[Supplied data]

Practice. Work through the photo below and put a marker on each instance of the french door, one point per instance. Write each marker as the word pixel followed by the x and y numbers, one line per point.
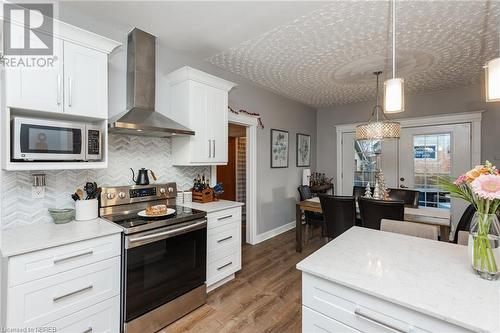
pixel 416 161
pixel 429 153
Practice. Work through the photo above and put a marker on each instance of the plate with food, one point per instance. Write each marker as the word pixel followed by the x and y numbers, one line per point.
pixel 156 211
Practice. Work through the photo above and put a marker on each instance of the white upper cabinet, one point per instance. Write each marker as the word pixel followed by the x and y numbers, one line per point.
pixel 199 101
pixel 77 82
pixel 85 81
pixel 36 89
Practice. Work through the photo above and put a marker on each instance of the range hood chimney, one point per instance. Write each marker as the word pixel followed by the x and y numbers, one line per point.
pixel 141 117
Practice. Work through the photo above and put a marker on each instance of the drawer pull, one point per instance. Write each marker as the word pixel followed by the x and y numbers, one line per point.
pixel 87 253
pixel 58 298
pixel 358 313
pixel 224 239
pixel 224 266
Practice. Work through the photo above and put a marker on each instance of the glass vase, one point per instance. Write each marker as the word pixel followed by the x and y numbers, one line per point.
pixel 484 245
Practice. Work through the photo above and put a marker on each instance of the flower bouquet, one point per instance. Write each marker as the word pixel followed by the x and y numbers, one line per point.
pixel 481 187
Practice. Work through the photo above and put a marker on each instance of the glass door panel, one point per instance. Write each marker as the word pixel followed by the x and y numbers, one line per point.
pixel 432 160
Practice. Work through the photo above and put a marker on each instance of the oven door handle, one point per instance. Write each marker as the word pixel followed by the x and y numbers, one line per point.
pixel 169 233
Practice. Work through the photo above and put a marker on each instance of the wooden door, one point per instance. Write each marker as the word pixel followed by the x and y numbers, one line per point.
pixel 226 174
pixel 217 121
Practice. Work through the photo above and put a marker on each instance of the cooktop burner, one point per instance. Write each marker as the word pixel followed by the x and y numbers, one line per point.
pixel 121 204
pixel 131 222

[/Supplied data]

Required work: Where an entry contains an image, skip the image and write out the rest exactly.

Task output:
Practice. Work through the photo below and put a marker on each instance of the french door, one point per instance. Write each marker as the word pixel followed by the x and y numbers, one line per point.
pixel 416 161
pixel 429 153
Practice. Work through the photo above and put a marker on each instance of the plate with food, one point per instance. Write each marker as the word pixel followed by the x and y numbers, one line per point.
pixel 156 211
Practice. Work through the photo above and put a marker on each instance of the white upper cabinet, one point per instance. Write each marker as the word pixel followed by the x and y numbers, one line per point.
pixel 199 101
pixel 77 82
pixel 85 81
pixel 36 89
Practice. Work through the photo above and put a marker on each instance of the range hood chimney, one point per instance. Write each marker as the word pixel followed by the x and y numbers, one line per point.
pixel 141 117
Practice. Work through the photo above and put a marker on each instance of the drawer pull, one point per instance. Write each marker as the word pixel followed by the x and y numbers, one line per point.
pixel 87 253
pixel 58 298
pixel 358 313
pixel 224 239
pixel 224 266
Practice. Work through the photo above and put a marker on each instance of the glass vase, one point per instance. Write each marker as the word pixel followed by the x and y numbers, one line per point.
pixel 484 245
Practice. Work through the photo above and put a marker on each instance of the flower bouquet, one point per instance. Write each marker as the word pixel followed by the x and y numbers, one line per point.
pixel 481 187
Practice. Work through the photo above and put a marker on each instance of the glass door panel, one point per instance. Write each marker as the word pixel followed by the x and y numbers, one line per point.
pixel 432 160
Practice. Work through the photo above and put a marker on each instance of the oven door handle, one point per instance. Write each marker as the word pixel followed by the x and y numbers, one line per point.
pixel 169 233
Practice. Work through the photo above and put a marker on each instance of the wooden door, one point per instance. Write each marker as the word pixel followed by the x and y numbers, one line per point.
pixel 226 174
pixel 217 121
Practice. Work through the photo above and put a marker on each instance of the cooktop burner, one point per instance. Write each marker as the word pixel followed by the x and y numbers, one line per point.
pixel 121 204
pixel 131 222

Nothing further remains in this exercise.